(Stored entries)
=======
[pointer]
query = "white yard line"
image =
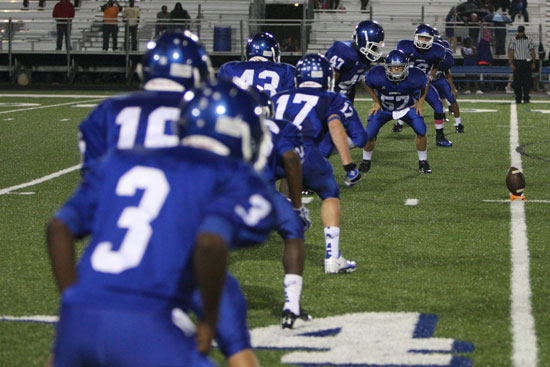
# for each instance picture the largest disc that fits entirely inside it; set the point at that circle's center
(461, 100)
(40, 180)
(56, 95)
(48, 106)
(524, 339)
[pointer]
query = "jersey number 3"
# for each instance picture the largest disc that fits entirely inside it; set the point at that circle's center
(137, 219)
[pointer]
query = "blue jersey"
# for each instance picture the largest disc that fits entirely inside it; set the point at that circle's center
(124, 122)
(269, 76)
(424, 60)
(349, 63)
(144, 210)
(396, 96)
(284, 136)
(309, 110)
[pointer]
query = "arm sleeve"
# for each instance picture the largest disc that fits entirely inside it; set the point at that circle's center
(78, 212)
(93, 137)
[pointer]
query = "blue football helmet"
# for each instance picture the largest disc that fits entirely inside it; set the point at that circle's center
(424, 30)
(369, 39)
(263, 46)
(177, 56)
(224, 119)
(264, 99)
(397, 58)
(314, 70)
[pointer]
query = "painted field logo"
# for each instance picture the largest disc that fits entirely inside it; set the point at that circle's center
(365, 339)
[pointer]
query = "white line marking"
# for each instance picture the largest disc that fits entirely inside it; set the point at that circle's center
(411, 202)
(48, 106)
(524, 340)
(57, 95)
(461, 100)
(88, 105)
(35, 318)
(40, 180)
(526, 201)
=======
Leave the images out and output the remaining material exactly as it stands.

§ **Response to the task**:
[pointer]
query = "white yard line"
image =
# for each instance picture the largest disc that fits entirely inside it; set the point at that circle's center
(461, 100)
(40, 180)
(56, 95)
(48, 106)
(524, 339)
[pointer]
query = "jersey number 3"
# for each instance picture the largest disc that fits entirely inside it; set the point at that circle's center
(137, 219)
[pointer]
query = "blue jersey"
# for each instance picture the largest disc that fits entirely inside it; set the point at that circle's center
(124, 122)
(269, 76)
(424, 60)
(349, 63)
(144, 210)
(396, 96)
(284, 136)
(309, 110)
[pointer]
query = "arm sleeve"
# for each instance picture the largest disc that fits entirely inside it; set the point at that circle's center
(78, 212)
(93, 137)
[pointer]
query = "blue football helmet"
# for each instance picture the largest disc that fits entirely inside it; set the point at that circle's center
(424, 30)
(369, 39)
(263, 46)
(177, 56)
(224, 119)
(264, 99)
(397, 58)
(314, 70)
[pointer]
query = "painted field logo"
# for each instance picture the largest disc that fits entirely inside it; set the point at that circle's center
(365, 339)
[pointer]
query = "white line marking"
# for each instance picture the largest disc that fits entirely inside it; set the point at that circle's center
(411, 202)
(48, 106)
(524, 340)
(57, 95)
(461, 100)
(88, 105)
(35, 318)
(40, 180)
(526, 201)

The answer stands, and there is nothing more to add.